WHAT YOU HAVE TO DO: All lines from the one with "Please locate the tree" onward, through the last line of the records below, are to be retyped word for word.

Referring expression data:
Segment Open
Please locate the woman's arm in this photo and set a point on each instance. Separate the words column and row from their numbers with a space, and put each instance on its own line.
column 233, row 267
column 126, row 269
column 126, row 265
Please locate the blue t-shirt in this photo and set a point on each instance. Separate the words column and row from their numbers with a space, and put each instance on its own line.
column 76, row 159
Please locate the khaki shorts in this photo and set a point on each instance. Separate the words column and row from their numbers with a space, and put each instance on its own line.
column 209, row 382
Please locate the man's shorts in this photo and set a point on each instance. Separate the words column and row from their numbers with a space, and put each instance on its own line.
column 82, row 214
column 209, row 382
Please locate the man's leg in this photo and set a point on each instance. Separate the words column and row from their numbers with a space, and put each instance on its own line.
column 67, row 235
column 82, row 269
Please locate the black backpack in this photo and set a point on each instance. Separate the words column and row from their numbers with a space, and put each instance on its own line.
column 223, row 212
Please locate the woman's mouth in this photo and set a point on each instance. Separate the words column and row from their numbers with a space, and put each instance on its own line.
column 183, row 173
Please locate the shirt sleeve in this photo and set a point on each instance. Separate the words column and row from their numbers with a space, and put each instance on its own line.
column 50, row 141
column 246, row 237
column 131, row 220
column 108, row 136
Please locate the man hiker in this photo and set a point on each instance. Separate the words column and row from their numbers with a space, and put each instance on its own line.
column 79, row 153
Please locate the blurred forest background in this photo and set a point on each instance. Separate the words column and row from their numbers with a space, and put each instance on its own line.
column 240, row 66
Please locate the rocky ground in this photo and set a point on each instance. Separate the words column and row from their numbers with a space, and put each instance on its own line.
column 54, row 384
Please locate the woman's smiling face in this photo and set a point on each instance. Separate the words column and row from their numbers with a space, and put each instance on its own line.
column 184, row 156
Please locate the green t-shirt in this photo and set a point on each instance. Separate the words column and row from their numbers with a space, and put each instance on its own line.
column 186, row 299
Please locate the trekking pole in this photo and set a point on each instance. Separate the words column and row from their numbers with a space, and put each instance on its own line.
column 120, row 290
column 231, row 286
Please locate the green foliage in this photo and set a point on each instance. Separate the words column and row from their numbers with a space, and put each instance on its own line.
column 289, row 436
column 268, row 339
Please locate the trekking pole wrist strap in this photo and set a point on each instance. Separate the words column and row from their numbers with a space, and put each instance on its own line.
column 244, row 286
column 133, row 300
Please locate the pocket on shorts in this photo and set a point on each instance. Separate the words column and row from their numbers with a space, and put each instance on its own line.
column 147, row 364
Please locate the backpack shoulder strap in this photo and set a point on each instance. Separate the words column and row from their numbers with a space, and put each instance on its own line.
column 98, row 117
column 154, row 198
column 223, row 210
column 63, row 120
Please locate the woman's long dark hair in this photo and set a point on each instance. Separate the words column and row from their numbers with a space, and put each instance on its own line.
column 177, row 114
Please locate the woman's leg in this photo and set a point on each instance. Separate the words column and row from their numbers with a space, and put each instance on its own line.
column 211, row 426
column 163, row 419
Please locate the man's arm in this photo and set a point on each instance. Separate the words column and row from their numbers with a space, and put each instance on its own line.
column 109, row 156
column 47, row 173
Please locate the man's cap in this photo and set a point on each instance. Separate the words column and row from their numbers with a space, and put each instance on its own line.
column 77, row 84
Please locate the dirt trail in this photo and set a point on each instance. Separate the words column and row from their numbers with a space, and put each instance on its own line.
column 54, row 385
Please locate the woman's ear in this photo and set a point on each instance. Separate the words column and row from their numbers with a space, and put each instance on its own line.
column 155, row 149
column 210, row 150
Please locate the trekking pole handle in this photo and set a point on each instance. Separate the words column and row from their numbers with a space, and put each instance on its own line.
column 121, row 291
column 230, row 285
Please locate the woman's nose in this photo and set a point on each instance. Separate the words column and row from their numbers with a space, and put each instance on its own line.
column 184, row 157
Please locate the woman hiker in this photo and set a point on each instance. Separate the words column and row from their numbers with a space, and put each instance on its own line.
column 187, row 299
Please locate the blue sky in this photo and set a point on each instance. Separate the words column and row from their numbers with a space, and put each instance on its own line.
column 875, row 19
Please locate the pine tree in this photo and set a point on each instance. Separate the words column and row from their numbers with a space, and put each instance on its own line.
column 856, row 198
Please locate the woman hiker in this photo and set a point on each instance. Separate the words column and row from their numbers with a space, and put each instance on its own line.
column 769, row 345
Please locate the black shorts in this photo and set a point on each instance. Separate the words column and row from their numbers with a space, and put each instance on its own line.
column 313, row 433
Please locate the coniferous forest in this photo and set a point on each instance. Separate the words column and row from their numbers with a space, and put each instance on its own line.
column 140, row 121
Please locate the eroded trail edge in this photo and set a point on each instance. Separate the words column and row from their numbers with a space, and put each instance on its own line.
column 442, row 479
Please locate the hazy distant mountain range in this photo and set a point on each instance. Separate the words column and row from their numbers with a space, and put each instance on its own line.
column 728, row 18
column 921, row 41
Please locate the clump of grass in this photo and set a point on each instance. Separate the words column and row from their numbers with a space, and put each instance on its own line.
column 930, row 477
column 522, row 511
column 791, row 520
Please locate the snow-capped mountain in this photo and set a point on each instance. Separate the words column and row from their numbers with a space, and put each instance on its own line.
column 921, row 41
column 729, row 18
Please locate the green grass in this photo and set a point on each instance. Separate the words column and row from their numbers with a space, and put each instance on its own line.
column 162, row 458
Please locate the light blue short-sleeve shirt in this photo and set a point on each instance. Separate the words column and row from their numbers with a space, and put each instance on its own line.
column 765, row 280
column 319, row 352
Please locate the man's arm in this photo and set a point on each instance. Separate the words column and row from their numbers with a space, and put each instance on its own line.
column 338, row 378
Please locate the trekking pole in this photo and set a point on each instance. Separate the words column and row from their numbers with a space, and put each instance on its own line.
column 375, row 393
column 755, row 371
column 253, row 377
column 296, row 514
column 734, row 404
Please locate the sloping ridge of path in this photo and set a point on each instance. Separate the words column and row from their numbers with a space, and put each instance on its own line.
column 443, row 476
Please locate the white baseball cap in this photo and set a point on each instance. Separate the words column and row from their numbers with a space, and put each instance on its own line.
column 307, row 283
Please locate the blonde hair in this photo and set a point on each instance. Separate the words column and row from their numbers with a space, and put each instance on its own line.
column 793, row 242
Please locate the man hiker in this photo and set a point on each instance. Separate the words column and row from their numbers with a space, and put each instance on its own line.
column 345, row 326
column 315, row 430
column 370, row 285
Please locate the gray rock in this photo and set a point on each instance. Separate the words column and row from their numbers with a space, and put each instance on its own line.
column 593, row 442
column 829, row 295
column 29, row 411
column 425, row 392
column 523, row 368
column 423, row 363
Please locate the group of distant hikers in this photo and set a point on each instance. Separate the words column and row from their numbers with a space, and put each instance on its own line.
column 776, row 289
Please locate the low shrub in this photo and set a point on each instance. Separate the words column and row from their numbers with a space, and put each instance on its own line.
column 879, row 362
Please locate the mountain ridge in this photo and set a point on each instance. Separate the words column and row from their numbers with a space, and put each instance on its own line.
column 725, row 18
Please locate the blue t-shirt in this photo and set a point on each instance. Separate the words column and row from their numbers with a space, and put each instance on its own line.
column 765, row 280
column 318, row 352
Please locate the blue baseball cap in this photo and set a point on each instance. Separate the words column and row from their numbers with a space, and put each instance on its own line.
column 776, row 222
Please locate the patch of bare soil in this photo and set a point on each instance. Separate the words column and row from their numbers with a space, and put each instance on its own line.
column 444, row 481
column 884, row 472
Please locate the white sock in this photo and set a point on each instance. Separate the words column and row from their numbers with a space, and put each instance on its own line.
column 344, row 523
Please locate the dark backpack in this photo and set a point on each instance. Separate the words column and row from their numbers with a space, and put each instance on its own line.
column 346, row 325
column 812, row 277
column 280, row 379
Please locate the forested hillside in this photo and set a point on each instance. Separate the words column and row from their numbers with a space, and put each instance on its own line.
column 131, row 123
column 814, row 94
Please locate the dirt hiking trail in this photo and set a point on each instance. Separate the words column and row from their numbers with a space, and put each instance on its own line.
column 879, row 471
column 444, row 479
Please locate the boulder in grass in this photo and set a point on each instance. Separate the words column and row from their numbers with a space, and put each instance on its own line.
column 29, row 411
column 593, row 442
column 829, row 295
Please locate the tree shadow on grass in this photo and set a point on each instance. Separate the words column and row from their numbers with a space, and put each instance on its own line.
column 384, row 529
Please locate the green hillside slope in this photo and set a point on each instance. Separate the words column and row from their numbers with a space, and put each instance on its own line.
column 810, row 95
Segment Closed
RESPONSE BELOW:
Please locate the tree shadow on grass in this photo and set a point on each instance. Separate the words column and row from their numbers with a space, and put each instance on its own line.
column 384, row 529
Please locate the green hillside slope in this photo and set a point on each instance. Separate the words column and row from their numbers with a space, and put each instance on its own line.
column 810, row 95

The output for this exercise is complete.